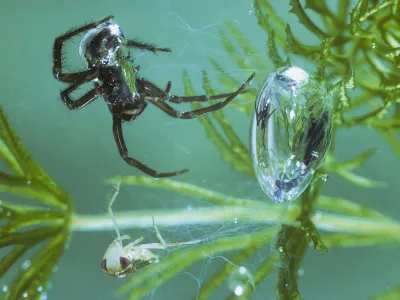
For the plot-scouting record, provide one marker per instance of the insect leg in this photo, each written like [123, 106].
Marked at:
[194, 113]
[114, 196]
[123, 151]
[157, 92]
━━━━━━━━
## What you should do
Copy the entries above word for word, leaving out the pictures.

## The reply
For the plot-scouting record, provide one marker per instance of the insect leg in this photo, each written like [123, 106].
Marked at:
[194, 113]
[114, 196]
[123, 151]
[157, 92]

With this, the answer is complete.